#### [Задание]
Во что, согласно отрывку о Гоголе, через два месяца превращается фабула о несчастной дружбе?

Ему нужно было получить согласие матери на путешествие и убедить ее в разумности своего странного поступка.
Письмо от 22 мая, писанное еще до катастрофы с «Ганцом Кюхельгартеном», подготовляет почву. Гоголь говорит, что ему представляется случай поехать за границу.
«Но вообразите мое несчастие: нужно же этому случиться! Великодушный друг мой, доставлявший мне все это, скоропостижно умер…Я имел одно существо, к которому истинно привязался было навсегда, и Небу угодно было лишить меня его».
Биографам Гоголя нетрудно было выяснить, что история с «великодушным другом» была выдумана. Через два месяца выдумка разрастается: фабула о несчастной дружбе превращается в повесть о несчастной любви.
«Я видел ее…нет, не назову ее…она слишком высока для всякого, не только для меня. Я бы назвал ее ангелом, но это выражение — некстати для нее…Это божество, но облеченное слегка в человеческие страсти…Адская тоска, с возможными муками, кипела в душе моей…Нет, это не любовь была…Я, по крайней мере, не слыхал подобной любви…Я увидел, что мне нужно бежать от самого себя, если я хотел сохранить жизнь».
В действительности никакой любви не было. Перед нами — упражнение в романтическом лирическом стиле, напоминающее статью «Женщина», написанную Гоголем два года позднее.

#### [Исходные материалы]
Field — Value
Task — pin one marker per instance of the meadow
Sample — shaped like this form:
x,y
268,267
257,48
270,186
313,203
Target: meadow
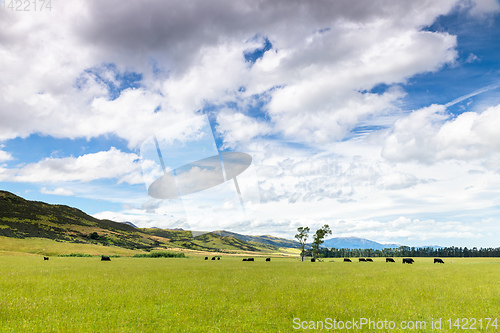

...

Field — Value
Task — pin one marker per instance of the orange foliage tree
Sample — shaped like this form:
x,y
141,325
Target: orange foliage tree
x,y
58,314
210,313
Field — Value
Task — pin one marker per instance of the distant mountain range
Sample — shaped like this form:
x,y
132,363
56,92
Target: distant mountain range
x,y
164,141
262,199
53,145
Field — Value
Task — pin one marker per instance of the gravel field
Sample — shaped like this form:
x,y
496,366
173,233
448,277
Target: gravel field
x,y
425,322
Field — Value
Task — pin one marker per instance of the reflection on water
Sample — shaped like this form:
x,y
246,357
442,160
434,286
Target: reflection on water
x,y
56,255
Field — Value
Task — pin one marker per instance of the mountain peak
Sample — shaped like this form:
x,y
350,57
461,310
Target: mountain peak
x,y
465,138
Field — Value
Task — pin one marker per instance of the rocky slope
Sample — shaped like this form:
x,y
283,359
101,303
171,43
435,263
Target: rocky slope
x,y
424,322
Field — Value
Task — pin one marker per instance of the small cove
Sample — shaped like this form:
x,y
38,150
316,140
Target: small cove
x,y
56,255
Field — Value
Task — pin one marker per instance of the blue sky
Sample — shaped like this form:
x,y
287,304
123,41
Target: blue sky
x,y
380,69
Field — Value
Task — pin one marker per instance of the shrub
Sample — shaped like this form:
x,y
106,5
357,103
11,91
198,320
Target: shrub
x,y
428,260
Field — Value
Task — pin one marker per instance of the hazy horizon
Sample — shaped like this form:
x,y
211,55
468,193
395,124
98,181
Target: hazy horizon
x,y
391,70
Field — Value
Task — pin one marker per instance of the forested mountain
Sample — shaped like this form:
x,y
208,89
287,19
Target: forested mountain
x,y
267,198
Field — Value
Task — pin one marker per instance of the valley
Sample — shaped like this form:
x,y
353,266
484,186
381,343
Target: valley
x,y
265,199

* * *

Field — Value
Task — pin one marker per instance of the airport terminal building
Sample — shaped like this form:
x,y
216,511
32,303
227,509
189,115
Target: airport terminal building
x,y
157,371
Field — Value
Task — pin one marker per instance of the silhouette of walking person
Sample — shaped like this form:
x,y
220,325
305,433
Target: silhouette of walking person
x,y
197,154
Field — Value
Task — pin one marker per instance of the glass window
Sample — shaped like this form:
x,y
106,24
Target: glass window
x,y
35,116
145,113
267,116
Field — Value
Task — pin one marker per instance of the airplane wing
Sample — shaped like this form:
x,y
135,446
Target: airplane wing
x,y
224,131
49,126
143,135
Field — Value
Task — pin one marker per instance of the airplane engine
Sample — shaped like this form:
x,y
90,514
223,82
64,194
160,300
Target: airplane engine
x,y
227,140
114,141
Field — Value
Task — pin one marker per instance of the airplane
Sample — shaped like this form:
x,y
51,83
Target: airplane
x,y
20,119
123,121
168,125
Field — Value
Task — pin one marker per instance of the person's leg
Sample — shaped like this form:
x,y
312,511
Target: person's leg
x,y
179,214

#### [Выполненное задание]
Она превращается в повесть о несчастной любви.